Extrait à lire:
· · ·

Qu’en est-il de l’existence d’urbanisme ou d’architecture utopiques ? L’axe porteur semble être constitué par la démarche développement durable dans lequel s’inscrit le social (souci de recoudre les quartiers, la ville centre et les villages, de créer des liens sociaux, économiques, culturels, de se poser la question des modes de déplacements autres que la voiture, des consommations d’énergie, des recyclages, et des gestes citoyens). S’ajoute la robotisation ou automatisation, par exemple jusqu’à l’installation prochaine de brumisateurs intégrés dans les candélabres de boulevard comme à Agen.

Mais le territoire qui se définit le plus aujourd’hui est celui qui se dessine par son maillage communicationnel (une multitude de points d’information qui délimitent un territoire, à la fois proche et lointain). D’où finalement l’importance aussi, parmi d’autres, de nos radios locales devenues l’un des signaux d’identification à un territoire de plus en plus effiloché et aléatoire, dans la constitution de territoire nouveau et mutant.

Mutant d’autant que sous les effets conjugués de la mauvaise santé financière des collectivités locales et de la crise pétrolière qui approche à grand pas due au pic qui a été atteint en 2006 (le moment où la production de pétrole a commencé à décroître) -voir Chronique-, tout territoire bitumineux peut être amené à voler en éclats.

D’où notre intérêt ici-même, comme en témoignent nos enregistrements de conférences ou reportages (Dollé, Auger, Voldmann, etc.) à tenter de comprendre la reconstitution des localités et des territorialités et son utopie qu’est la démocratie. Tâche normale parce que l’urbanisation fabrique du « soi », et se pencher sur les processus de territorialisation qu’ils soient réseaux télécommunicationnels ou ce que deviennent ces coins de villes ou de bourgs de campagne, ou ce qui se passe de vivant dans ces jardins familiaux ou marchés de quartier, etc…, nous aide un tant soi peu à mieux connaître ce que certains appellent « le devenir urbain de l’être ».

D.D

Chronique:

Et si l’on continuait à filer la métaphore ? Les textures et les tissus , les « manières de se vêtir donc d’habiter »…Au fil des saisons, au fil des déplacements et…de fil en aiguille : A la maison, ma mère taillait, cousait, tricotait, une maille à l’envers, une maille à l’endroit. Nous vivions dans les coupons, les chiffons, les cotonnades, les velours , les piqués, la rayonne et la cretonne, le fil ou le coton. La soie ? non.

Et ces vêtements, on les gardait longtemps ! (comme nos maisons d’ailleurs !) Lignes successives , d’une couleur plus vive, marquant les ourlets des jupes au fur et à mesure que l’on grandissait…Les chutes d’étoffe, les élastiques et les agrafes, c’était mon territoire ! Alors quand tu parles de trame urbaine, mitée ou non, quand tu veux recoudre les quartiers de ce territoire effiloché, je m’y retrouve !

· · ·

Objectif 1: D'après l'extrait, qu'est-ce qui peut amener tout territoire bitumineux à voler en éclats ?
Objectif 2: Recopiez mot pour mot le passage de l'extrait qui va de « Et si l’on continuait » jusqu'à « m’y retrouve ! » inclus.

Jeu de données:
· · ·

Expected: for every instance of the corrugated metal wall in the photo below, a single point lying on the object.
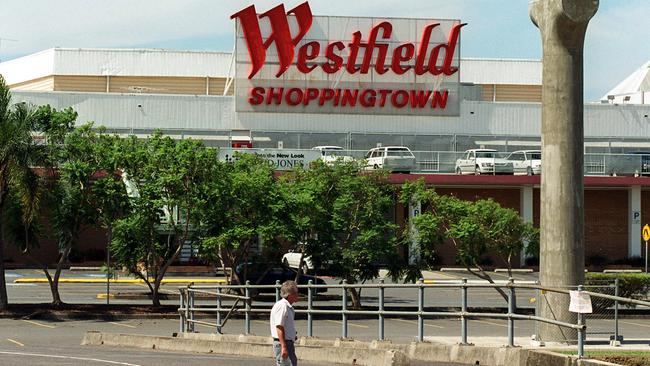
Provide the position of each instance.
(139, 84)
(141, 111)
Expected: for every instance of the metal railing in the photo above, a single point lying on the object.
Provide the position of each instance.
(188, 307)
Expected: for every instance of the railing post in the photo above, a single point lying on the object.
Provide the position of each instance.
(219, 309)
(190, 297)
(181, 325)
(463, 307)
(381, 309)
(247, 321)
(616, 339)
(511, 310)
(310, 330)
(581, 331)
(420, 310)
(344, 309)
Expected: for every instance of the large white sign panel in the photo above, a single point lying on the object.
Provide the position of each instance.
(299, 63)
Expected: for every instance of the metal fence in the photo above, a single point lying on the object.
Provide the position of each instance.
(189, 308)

· · ·

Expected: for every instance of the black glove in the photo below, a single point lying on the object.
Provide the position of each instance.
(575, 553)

· · ·

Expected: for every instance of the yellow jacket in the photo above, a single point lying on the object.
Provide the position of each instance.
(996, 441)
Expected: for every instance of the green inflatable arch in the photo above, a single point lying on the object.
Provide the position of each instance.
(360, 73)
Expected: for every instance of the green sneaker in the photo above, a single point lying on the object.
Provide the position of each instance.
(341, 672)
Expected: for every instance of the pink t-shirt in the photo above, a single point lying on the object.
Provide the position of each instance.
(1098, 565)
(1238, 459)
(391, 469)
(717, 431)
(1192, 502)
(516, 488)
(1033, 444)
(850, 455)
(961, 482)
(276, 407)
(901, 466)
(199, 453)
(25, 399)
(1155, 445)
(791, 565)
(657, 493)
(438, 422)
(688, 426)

· · ·

Réponse complète 1: Ce sont les effets conjugués de deux facteurs. Le premier est la mauvaise santé financière des collectivités locales. Le second est la crise pétrolière qui approche. Cette crise est due au pic atteint en 2006, moment où la production de pétrole a commencé à décroître.

Réponse complète 2:
Et si l’on continuait à filer la métaphore ? Les textures et les tissus , les « manières de se vêtir donc d’habiter »…Au fil des saisons, au fil des déplacements et…de fil en aiguille : A la maison, ma mère taillait, cousait, tricotait, une maille à l’envers, une maille à l’endroit. Nous vivions dans les coupons, les chiffons, les cotonnades, les velours , les piqués, la rayonne et la cretonne, le fil ou le coton. La soie ? non.

Et ces vêtements, on les gardait longtemps ! (comme nos maisons d’ailleurs !) Lignes successives , d’une couleur plus vive, marquant les ourlets des jupes au fur et à mesure que l’on grandissait…Les chutes d’étoffe, les élastiques et les agrafes, c’était mon territoire ! Alors quand tu parles de trame urbaine, mitée ou non, quand tu veux recoudre les quartiers de ce territoire effiloché, je m’y retrouve !